## Excerpt
╭──

RFC: Firewall use case

An "RFC" with a collection of use cases, feature ideas, and opportunities related to using Suricata in a firewall role.
3 months ago · c940baa6cd
parent bd7d38e91e
commit c940baa6cd
1 changed files with 108 additions and 0 deletions
--- a/rfc-suricata-firewall.md
+++ b/rfc-suricata-firewall.md
@ -0,0 +1,108 @@
+# Firewall use case RFC
+
+Our organization is a large user of Suricata in a firewall role, which has given us a detailed view into some of the specific difficulties that arise when using an IPS for this purpose.  With the "improve firewall usecase" theme in [Suricata 8's roadmap](https://tender-impala-f95.notion.site/Suricata-8-0-0-Roadmap-39ead367c91748c5afcc8acb2753c9fc) we see an opportunity to contribute some of these experiences back, which we hope will be useful and allow Suricata to excel in this role too.
+
+## Primary themes: IDS vs firewall rulesets and expectations
+
+Firewall operators generally have rulesets and expectations that are similar to each other, but may differ from the typical IDS user's rulesets and expectations.  Since many of the more-specific improvement areas in the following sections ultimately stem from this difference, in this section I will try to outline what I see as some of the main features of how these use cases differ:
+- **Default deny** refers to a rule structure where specific, enumerated types of traffic are allowed, and all other traffic is blocked by default.  It is the accepted best-practice structure for firewall rulesets and as a result is very common among firewall users.  Today it is possible to construct Suricata rulesets using this pattern using `pass`, `drop`, and `reject` actions, but certain common rule combinations remain as a source of difficulty, often when the user's intent is to allow traffic using application-layer rules and block all else using a lower-layer `drop` or `reject`.

╰──

## Record extracts
╭──

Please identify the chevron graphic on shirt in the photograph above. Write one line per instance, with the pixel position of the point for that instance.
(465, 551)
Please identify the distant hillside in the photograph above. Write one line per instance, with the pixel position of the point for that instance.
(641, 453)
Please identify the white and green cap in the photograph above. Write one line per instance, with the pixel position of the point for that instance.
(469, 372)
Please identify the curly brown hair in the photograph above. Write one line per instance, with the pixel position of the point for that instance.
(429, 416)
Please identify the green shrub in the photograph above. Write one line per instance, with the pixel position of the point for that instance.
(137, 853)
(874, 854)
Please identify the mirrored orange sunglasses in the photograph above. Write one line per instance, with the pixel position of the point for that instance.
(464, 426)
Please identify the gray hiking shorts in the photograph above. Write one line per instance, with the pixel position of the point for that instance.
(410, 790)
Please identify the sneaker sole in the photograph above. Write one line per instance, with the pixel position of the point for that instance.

╰──

## To do
Give everything from "RFC: Firewall use" down to "this role too." in the firewall RFC again, switching "IPS" to "intrusion prevention system".

## Answer to this problem
RFC: Firewall use case

An "RFC" with a collection of use cases, feature ideas, and opportunities related to using Suricata in a firewall role.
3 months ago · c940baa6cd
parent bd7d38e91e
commit c940baa6cd
1 changed files with 108 additions and 0 deletions
--- a/rfc-suricata-firewall.md
+++ b/rfc-suricata-firewall.md
@ -0,0 +1,108 @@
+# Firewall use case RFC
+
+Our organization is a large user of Suricata in a firewall role, which has given us a detailed view into some of the specific difficulties that arise when using an intrusion prevention system for this purpose.  With the "improve firewall usecase" theme in [Suricata 8's roadmap](https://tender-impala-f95.notion.site/Suricata-8-0-0-Roadmap-39ead367c91748c5afcc8acb2753c9fc) we see an opportunity to contribute some of these experiences back, which we hope will be useful and allow Suricata to excel in this role too.